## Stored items
▼▼▼

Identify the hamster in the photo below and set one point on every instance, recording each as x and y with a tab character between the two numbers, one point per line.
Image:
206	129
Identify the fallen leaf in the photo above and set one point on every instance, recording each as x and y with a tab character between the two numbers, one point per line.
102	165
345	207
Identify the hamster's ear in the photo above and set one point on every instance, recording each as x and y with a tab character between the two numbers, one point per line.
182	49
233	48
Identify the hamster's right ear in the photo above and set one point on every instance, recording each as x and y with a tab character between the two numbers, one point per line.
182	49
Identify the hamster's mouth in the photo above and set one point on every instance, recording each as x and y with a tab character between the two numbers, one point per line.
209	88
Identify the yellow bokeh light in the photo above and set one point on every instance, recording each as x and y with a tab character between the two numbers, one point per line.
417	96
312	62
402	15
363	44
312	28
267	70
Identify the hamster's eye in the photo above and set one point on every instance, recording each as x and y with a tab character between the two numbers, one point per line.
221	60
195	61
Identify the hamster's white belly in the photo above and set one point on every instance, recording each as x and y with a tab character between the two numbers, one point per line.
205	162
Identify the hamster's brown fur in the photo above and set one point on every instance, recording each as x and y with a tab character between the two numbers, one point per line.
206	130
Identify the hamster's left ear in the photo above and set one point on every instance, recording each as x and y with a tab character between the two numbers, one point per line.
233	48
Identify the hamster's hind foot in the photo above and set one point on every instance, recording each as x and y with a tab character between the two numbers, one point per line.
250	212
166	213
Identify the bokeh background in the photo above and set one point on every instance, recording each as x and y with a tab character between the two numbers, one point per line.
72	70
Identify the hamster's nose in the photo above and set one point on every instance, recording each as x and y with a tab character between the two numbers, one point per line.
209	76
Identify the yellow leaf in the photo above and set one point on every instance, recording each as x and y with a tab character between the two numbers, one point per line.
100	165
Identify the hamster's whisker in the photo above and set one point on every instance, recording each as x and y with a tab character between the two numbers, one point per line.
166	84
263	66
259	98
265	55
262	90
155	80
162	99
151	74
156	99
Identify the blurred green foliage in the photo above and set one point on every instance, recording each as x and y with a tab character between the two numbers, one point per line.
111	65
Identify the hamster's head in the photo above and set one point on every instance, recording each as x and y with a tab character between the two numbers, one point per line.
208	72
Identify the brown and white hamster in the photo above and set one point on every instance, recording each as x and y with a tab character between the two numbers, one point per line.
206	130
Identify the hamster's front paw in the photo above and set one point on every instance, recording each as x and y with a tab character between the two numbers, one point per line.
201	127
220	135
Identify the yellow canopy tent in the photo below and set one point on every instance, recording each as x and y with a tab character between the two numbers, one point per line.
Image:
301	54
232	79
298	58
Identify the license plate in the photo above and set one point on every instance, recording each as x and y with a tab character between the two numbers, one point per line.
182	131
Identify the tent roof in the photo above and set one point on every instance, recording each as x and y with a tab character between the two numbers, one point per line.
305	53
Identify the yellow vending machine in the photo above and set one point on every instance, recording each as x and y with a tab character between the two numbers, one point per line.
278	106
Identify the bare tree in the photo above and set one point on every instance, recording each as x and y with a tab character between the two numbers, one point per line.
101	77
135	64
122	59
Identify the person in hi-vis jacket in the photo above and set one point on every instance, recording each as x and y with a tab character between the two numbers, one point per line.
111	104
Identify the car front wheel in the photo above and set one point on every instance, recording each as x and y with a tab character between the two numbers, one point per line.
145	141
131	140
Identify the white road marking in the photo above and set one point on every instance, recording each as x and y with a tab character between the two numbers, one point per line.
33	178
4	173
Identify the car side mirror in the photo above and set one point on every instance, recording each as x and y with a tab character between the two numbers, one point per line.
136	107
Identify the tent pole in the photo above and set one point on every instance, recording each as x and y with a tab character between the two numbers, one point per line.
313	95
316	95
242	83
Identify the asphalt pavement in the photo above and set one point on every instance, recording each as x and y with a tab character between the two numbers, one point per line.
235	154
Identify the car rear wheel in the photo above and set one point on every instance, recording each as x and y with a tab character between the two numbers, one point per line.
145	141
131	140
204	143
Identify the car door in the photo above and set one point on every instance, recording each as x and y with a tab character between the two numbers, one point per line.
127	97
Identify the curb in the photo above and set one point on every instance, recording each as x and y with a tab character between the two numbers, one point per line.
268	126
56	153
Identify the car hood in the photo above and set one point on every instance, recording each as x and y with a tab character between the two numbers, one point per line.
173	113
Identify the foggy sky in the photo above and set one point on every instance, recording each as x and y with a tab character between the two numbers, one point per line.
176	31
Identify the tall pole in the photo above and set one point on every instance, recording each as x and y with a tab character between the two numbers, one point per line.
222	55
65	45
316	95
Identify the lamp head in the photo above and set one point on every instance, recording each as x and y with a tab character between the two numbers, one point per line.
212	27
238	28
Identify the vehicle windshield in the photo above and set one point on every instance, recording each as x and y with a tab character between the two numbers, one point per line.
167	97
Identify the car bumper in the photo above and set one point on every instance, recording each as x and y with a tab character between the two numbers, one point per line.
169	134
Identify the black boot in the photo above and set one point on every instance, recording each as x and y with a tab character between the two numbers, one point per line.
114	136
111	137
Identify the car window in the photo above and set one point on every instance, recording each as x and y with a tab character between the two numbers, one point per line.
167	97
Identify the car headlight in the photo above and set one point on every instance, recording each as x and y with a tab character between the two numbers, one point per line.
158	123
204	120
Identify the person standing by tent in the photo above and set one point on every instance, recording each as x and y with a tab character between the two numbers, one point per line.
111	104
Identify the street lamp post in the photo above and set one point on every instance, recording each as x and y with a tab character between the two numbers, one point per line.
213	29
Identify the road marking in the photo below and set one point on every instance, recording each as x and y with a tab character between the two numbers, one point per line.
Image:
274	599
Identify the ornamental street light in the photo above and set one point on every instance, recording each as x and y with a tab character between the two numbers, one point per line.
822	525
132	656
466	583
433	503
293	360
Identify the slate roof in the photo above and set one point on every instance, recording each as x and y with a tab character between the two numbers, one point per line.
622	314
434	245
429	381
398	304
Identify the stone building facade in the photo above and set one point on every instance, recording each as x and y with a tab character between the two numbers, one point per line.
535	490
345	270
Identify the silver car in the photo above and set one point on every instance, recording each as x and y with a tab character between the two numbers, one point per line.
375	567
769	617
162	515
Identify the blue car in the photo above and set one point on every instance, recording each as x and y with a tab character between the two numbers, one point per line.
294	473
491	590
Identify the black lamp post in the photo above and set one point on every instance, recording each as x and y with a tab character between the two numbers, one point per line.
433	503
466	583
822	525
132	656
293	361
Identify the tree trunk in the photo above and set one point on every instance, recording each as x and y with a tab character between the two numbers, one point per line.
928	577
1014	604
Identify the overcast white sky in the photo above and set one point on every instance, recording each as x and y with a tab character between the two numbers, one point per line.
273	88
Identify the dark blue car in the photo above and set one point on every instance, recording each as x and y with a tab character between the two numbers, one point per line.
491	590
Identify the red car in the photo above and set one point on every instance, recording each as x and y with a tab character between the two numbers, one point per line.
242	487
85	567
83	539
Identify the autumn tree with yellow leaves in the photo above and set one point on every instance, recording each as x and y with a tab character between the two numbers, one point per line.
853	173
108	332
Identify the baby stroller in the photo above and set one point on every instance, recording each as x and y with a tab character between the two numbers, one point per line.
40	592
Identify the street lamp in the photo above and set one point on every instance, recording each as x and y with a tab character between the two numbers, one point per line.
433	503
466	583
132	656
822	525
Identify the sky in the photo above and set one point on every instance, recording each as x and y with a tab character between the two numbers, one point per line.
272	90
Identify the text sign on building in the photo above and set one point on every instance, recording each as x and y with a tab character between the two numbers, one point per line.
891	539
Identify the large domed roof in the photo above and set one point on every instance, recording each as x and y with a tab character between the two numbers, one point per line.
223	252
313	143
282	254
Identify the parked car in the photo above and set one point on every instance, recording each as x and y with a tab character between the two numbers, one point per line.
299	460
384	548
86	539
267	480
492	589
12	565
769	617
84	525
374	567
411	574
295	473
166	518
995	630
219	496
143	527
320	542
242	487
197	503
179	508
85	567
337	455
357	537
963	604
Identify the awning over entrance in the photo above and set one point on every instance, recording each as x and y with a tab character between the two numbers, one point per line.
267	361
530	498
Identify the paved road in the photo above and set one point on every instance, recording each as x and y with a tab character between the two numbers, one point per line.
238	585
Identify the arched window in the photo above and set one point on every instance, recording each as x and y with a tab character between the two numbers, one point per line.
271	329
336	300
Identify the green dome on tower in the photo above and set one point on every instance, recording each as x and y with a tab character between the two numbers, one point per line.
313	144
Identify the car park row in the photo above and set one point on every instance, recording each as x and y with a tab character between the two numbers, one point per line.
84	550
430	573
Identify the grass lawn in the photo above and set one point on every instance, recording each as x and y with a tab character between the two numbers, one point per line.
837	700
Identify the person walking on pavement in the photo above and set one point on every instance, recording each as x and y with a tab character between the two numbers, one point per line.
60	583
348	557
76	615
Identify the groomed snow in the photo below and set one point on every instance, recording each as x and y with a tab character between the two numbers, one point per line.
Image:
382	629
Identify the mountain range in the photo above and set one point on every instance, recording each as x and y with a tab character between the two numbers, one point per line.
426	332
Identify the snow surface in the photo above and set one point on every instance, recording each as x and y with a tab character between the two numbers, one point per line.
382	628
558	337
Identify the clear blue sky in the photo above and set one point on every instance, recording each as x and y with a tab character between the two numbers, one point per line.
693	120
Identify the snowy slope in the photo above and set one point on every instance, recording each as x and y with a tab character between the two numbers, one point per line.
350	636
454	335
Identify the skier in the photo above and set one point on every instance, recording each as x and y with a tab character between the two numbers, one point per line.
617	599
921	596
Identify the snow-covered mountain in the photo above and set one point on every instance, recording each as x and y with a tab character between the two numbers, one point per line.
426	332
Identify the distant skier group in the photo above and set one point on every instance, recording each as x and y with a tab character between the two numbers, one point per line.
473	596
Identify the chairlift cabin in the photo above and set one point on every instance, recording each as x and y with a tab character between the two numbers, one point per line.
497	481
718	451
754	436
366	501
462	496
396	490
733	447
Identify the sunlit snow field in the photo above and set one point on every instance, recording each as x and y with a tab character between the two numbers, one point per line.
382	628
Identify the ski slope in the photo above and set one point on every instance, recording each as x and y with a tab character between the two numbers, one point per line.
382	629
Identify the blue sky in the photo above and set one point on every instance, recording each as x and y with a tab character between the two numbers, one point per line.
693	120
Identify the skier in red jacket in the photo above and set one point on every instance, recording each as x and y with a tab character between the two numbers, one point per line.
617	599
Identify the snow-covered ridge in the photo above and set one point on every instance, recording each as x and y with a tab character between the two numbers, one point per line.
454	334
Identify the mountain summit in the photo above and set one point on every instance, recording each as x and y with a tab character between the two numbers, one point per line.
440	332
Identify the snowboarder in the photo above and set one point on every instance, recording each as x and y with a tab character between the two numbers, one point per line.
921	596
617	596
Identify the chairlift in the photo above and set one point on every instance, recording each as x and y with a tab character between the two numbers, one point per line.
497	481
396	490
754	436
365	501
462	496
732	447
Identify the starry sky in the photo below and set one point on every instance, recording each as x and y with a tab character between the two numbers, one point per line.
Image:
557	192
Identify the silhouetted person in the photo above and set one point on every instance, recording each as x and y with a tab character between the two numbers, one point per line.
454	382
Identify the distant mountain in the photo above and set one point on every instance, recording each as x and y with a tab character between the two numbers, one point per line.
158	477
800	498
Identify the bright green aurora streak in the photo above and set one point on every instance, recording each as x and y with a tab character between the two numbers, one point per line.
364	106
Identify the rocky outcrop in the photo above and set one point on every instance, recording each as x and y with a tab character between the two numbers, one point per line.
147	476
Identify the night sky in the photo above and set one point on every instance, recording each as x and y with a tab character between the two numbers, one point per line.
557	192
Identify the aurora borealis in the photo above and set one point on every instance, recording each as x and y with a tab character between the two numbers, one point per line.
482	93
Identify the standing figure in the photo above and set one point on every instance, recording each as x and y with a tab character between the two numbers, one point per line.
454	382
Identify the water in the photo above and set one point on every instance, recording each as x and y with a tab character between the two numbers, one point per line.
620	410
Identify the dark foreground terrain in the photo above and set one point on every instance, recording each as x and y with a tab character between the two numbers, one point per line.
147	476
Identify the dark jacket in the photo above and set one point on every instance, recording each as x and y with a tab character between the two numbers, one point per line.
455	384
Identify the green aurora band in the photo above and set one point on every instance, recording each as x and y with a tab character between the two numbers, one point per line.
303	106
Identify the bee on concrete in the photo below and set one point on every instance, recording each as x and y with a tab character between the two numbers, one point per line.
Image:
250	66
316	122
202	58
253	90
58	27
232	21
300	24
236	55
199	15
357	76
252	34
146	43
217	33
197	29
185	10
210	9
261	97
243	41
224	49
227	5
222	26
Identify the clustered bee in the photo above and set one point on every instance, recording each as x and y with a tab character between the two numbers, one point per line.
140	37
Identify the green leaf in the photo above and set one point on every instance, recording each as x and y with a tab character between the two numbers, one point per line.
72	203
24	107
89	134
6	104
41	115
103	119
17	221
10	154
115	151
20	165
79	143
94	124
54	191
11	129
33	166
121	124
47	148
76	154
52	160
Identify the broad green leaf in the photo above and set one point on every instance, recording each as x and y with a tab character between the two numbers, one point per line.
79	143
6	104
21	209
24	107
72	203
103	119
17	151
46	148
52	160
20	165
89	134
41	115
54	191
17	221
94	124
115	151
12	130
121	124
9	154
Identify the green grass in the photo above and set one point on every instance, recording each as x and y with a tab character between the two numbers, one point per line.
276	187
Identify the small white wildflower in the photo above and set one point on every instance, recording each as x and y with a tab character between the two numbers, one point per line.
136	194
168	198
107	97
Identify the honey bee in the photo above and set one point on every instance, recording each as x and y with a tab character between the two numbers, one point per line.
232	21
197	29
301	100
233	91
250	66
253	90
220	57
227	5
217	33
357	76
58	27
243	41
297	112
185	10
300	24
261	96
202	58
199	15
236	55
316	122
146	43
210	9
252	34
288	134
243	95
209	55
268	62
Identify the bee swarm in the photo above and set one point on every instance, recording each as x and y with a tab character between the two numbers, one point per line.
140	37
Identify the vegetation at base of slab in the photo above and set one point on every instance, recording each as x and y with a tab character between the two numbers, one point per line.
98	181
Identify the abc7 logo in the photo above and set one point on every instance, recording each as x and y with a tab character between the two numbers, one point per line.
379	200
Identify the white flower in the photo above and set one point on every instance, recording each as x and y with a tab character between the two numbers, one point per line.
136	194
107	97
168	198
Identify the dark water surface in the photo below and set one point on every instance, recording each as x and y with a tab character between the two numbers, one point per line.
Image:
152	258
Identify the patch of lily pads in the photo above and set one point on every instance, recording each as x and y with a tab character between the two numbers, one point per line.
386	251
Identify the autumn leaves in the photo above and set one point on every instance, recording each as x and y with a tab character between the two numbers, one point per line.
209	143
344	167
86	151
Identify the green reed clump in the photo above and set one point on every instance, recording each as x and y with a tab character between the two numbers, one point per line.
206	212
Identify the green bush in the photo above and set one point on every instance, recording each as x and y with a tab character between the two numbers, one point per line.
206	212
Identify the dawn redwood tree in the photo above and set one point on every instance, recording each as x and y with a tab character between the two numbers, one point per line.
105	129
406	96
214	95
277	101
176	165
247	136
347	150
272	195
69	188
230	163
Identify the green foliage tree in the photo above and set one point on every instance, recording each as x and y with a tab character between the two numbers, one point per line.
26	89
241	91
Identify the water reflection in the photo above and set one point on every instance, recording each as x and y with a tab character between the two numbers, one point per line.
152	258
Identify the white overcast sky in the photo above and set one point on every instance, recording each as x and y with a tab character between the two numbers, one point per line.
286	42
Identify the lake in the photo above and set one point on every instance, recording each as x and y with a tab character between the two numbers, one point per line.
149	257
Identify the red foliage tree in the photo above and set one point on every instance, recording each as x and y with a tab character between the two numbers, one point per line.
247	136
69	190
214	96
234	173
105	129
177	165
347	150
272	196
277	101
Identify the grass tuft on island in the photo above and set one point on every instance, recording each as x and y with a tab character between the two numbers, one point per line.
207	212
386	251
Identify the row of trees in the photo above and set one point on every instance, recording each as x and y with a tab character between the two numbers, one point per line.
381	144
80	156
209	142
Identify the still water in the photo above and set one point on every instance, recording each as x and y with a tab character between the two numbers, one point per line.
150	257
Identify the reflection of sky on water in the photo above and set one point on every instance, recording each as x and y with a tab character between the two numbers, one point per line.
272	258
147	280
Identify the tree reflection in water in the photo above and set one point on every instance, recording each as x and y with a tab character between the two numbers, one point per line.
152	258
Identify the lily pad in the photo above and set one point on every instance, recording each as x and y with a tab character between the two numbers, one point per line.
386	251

▲▲▲

Only the lines from the one that contains "Identify the reflection" to the end of the entries above should be given again, exactly and in full.

## EXPECTED ANSWER
Identify the reflection of sky on water in the photo above and set one point on every instance, recording each as x and y with a tab character between the two numbers, one point per line.
272	258
147	280
Identify the tree reflection in water in the photo above and set one point on every instance, recording each as x and y with a tab character between the two numbers, one point per line.
152	258
Identify the lily pad in the photo above and set one point on every instance, recording each as x and y with a tab character between the two numbers, one point per line.
386	251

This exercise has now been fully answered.